__SELECTED TEXT__.
Start of Block

I’ve been thinking a lot about how I feel about myself as an individual, a woman, both a mom and wife, daughter and sister, just all the things and all the relationships I have as me, Bree.
Ever since I had Millie I have been the most confident I have ever been. The day I came home from the hospital I felt great besides the pain from a healing c section incision. The next day was Thanksgiving. I was 5 days postpartum and I felt great about myself. I felt beautiful. To be honest, I had a droopy belly and had to wear an ab binder to be able to sit and stand without being in an insane amount of pain which probably accented my postpartum tummy, my milk had just come in so that was uncomfortable, I was still horribly swollen from all the fluids I had needed during my surgery (sausage toes and cankles like I have NEVER seen or experienced), and still had a swollen face from pregnancy/fluids. It didn’t matter. I felt beautiful. As time continues to go on (Millie is a little over 4 months now) I feel better and better. I have lost the baby weight and possibly more. Kenny says I have but I haven’t weighed myself but that is not even something I am thinking about or concerned with. Before, I felt insecure pretty often. This has improved dramatically over the years but there was still a bit of that old insecurity left.
I recently saw this picture and it got me thinking
I think there are two parts of this new found confidence and love for my body and my self as a whole.
1. I was created to be a mother.
When you are living out your identity it is so, so easy to feel amazing about yourself. I was created, born, called to be a mother. My spirit has always been a mom. I have been mothering everyone I come into contact with since I was around 3 years old. Now, my body is a mom too and I am so at home within myself.
2. Birth and nursing my baby has empowered me as a woman.
My birth was extremely difficult. I have never done anything like that in my life and honestly even with the problems we had I kicked its ass, just ask my mom or husband. (Sorry if you are offended I said ass but that is the only way I feel I can accurately describe it.)
I had to fight to breastfeed for the first few days then couple weeks. It was painful. I was healing. I couldn’t even pick her up the first couple days without help. Millie had to deal with jaundice and was losing too much weight. I had to work and be determined to get my milk to come in. I did not have as difficult a time as some women I will absolutely admit but it was hard. I was scared but now I have a 4 month old who is 17lbs and in the 93rd percentile for weight. My instincts were correct.

End of Block

__RECORDS__.
Start of Block

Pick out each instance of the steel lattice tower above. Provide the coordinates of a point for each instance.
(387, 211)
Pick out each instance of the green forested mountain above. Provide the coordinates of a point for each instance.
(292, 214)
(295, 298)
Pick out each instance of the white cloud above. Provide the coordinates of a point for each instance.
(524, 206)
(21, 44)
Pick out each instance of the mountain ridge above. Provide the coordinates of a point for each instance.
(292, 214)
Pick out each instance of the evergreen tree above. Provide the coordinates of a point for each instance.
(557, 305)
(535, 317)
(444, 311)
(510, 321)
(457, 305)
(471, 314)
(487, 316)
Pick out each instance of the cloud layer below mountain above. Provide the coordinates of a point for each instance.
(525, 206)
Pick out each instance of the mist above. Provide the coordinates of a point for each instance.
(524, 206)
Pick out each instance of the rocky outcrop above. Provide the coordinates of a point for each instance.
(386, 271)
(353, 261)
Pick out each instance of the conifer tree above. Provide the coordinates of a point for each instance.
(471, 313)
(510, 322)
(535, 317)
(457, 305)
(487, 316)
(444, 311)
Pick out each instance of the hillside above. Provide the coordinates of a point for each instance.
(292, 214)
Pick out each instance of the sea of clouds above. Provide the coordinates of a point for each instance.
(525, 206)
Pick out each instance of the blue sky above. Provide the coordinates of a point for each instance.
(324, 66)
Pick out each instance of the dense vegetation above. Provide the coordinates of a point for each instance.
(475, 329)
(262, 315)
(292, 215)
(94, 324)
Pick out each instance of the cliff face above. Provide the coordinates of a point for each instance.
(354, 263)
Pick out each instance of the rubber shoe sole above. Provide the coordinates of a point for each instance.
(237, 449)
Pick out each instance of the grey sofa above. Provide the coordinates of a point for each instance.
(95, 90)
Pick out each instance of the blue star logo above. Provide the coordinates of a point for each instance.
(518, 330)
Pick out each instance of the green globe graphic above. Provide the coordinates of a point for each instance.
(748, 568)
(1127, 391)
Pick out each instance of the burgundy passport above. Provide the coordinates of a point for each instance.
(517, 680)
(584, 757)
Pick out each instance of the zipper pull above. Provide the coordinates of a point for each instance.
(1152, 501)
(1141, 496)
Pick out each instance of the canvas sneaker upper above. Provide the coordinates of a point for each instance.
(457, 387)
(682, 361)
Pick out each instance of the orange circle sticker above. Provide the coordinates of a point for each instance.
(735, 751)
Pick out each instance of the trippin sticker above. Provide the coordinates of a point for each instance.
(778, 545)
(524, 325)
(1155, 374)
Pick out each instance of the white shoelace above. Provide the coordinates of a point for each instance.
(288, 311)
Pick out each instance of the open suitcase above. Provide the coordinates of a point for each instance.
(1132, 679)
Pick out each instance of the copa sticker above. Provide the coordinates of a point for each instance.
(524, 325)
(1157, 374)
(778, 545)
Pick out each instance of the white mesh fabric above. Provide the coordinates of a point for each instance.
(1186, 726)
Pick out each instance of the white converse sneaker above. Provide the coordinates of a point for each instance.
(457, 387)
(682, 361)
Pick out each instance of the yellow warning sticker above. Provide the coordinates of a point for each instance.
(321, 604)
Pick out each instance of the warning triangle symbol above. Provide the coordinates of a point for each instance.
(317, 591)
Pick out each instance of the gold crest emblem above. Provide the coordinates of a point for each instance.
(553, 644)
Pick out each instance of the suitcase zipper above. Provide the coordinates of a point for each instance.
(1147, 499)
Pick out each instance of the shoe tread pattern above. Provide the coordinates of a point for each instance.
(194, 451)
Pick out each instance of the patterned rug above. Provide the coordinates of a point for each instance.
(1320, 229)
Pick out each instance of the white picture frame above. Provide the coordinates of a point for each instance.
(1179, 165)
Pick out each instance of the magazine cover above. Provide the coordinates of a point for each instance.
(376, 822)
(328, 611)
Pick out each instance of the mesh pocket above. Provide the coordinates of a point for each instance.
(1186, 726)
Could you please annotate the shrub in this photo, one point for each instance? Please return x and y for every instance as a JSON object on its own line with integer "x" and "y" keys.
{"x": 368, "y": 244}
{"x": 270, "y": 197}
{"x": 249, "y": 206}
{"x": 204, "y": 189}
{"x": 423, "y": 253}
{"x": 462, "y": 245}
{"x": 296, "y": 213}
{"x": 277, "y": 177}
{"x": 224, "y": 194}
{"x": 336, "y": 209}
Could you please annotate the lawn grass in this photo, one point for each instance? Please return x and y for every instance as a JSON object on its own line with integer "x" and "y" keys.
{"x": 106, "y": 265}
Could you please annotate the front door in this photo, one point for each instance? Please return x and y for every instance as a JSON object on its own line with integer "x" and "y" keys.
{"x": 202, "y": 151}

End of Block

__THE TASK__.
In the essay on postpartum confidence, condense the paragraph beginning "I had to fight to breastfeed" into a bulleted list that keeps its main facts.

__YOUR SOLUTION__.
- Breastfeeding was a fight for the first few days and then for a couple of weeks, and it was painful while I was healing.
- For the first couple of days I couldn't pick Millie up without help.
- Millie had jaundice and was losing too much weight.
- I had to work at getting my milk to come in. It was hard and scary, though not as hard as it is for some women.
- Millie is now 4 months old, weighs 17 lbs and is in the 93rd percentile for weight, so my instincts were correct.